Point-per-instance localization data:

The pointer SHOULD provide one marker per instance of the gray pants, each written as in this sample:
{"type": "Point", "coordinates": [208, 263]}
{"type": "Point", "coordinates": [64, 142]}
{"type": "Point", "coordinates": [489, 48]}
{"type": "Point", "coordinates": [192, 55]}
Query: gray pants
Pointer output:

* * *

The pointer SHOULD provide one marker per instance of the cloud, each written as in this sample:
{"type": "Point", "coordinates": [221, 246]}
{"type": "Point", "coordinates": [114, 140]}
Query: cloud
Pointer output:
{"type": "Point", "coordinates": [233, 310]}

...

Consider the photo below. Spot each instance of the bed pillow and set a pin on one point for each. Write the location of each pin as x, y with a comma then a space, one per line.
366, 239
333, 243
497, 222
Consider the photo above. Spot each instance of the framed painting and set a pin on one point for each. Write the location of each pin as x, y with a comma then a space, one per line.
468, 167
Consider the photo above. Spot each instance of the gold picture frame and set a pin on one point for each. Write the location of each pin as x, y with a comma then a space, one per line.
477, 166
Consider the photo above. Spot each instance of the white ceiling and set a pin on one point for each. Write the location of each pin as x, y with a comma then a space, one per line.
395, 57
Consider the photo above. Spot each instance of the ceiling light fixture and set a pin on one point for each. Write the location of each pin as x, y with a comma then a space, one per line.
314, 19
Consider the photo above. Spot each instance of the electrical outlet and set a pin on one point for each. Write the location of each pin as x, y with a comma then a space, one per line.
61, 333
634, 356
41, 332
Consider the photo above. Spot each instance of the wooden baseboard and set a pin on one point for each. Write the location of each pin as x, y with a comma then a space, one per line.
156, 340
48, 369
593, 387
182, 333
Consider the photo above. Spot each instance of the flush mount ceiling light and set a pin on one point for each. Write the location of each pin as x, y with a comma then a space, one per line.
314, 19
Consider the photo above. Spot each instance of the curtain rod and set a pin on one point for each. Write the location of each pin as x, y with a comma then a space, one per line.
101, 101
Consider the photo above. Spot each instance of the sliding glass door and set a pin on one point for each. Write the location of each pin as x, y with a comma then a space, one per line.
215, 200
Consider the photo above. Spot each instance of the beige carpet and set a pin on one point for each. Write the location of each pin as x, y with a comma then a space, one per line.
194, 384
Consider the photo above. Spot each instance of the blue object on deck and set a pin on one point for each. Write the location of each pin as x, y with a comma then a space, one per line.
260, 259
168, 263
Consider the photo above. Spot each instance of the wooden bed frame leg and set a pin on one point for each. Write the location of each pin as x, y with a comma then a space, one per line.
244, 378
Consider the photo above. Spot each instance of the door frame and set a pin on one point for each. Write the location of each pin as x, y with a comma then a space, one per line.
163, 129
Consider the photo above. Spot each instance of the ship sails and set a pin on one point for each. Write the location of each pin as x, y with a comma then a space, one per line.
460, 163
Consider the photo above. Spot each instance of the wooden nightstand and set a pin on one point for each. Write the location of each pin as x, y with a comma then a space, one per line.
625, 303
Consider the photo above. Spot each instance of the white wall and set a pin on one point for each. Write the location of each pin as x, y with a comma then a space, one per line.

• Directions:
The lines to copy are those in the records above containing the word "pants".

• Exercise output:
The pointer SHOULD provide one marker per instance of the gray pants, each written as in this sample:
Query: gray pants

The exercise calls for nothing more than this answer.